(DOCUMENT EXTRACT):
Hi,
When using multiple Fio threads without specifying the offset for each of them, Fio will read the same data for every thread. Once one of the threads reads the data, it is cached in ARC, so every next thread that ask for this specific data is getting it directly from RAM. Fio registers it as normal IO operation though, which greatly increases the reported IO
Something seems wrong here. No doubt this configuration rocks, but it should be physically impossible to get better bandwidth than 8x 3.5GB/s = ~28GB/s that the raw drives offer, which is also well matched to the PCIe x4 slots bandwidth.
Maybe fio is producing trivially compressible data? Dedup? Directio not working?
I am not sure, I think some of it is cached in the RAM. I did a longer sustained test and I am getting about 70 GB/s with a 200GB file - this is definitely larger than 64GB RAM. Is it to do with lz4 compression? Fetching smaller blocks from disk and then decompressing it, thus inflating the bandwidth?
The initial file was created with fio rw=randwrite, so the dummy data is random.
I think its even more impressive that ZFS can do this. I verified with ext4 fs on a single NVMe drive and no matter what knobs I turn, I am getting around around 3.5 GB/s.
Edit: See note 2 at the end of the article, I posted the raw results of another 100GB file test.
Edit 2: See note 3. I rebooted the VM with 2GB ram (instead of 64GB) and it matches almost exactly as per your prediction ~ 20GB/s. But, it still doesn't explain the absurd 80GB/s sustained reads of a 100GB file with only 64GB ram.

(DIRECTIONS FOR THIS TASK):
According to the thread on Fio and ZFS read speeds, why does running several Fio threads without setting an offset for each one greatly inflate the reported IO?

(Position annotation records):

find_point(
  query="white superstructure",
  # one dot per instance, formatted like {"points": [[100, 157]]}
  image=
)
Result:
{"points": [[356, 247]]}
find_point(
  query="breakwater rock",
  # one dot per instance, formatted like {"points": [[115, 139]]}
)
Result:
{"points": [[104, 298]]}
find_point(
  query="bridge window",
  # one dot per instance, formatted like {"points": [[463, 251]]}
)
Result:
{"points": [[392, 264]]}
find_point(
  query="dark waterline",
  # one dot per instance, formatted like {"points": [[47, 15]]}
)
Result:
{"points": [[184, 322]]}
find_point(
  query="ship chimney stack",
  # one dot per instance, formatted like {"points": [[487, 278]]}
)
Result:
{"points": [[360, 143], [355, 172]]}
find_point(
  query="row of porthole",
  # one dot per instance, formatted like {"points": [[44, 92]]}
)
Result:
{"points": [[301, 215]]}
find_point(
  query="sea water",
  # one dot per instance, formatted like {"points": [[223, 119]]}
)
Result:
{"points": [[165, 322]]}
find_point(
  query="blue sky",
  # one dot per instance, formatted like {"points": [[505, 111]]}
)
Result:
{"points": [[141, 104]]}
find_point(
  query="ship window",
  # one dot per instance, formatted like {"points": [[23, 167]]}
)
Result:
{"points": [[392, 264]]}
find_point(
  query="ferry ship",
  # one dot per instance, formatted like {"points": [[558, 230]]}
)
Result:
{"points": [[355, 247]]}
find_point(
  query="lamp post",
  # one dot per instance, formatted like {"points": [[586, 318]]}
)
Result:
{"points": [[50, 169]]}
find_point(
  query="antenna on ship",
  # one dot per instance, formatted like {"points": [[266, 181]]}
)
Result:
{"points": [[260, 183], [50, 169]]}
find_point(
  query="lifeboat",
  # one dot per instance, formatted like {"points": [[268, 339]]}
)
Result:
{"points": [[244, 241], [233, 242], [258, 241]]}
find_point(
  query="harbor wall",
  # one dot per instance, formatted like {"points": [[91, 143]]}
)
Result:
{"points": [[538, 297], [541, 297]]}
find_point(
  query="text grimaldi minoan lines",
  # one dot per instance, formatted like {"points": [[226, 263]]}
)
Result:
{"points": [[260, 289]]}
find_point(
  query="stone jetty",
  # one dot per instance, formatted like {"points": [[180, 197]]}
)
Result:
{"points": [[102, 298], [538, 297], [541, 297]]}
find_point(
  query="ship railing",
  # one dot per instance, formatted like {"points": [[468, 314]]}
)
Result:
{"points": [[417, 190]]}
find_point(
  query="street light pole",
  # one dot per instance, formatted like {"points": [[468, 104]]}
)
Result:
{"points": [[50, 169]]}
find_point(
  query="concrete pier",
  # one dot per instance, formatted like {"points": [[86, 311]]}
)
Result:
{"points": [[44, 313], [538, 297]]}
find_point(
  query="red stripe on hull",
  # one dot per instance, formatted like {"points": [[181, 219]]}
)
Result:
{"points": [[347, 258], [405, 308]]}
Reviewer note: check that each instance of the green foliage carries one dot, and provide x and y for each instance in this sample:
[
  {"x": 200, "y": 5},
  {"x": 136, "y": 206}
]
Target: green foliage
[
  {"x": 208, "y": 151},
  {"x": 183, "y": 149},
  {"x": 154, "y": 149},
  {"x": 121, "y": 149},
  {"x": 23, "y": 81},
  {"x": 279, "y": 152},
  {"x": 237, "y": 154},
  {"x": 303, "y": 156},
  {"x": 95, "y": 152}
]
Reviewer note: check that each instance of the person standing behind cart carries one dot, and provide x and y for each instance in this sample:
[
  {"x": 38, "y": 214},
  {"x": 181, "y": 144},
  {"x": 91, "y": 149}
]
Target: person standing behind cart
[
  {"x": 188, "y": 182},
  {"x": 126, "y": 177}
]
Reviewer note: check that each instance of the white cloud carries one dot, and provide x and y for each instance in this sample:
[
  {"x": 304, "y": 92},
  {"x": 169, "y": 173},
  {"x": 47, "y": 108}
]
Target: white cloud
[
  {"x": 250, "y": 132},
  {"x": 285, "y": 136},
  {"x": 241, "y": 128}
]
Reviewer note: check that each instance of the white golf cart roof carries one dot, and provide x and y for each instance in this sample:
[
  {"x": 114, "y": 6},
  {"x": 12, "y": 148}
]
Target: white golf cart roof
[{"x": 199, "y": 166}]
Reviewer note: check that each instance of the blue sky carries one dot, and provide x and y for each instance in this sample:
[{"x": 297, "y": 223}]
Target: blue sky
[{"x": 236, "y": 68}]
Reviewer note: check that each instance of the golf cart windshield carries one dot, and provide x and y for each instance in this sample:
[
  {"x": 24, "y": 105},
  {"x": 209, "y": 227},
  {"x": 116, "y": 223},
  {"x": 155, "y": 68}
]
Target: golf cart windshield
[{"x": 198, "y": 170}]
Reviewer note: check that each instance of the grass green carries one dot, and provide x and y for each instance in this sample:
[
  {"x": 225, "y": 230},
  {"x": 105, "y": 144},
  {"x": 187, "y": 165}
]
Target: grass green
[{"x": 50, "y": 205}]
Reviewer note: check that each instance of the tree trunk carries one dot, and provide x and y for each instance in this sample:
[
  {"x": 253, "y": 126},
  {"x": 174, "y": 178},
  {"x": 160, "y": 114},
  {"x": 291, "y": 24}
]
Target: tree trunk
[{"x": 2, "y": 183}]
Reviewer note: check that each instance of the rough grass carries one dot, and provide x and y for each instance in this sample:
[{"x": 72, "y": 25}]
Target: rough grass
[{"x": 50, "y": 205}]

(TASK RESPONSE):
Without per-thread offsets, every Fio thread reads the same data. After one thread reads it, that data is cached in ARC, so each later thread gets it straight from RAM. Fio still counts those reads as normal IO operations, which pushes the reported IO far up.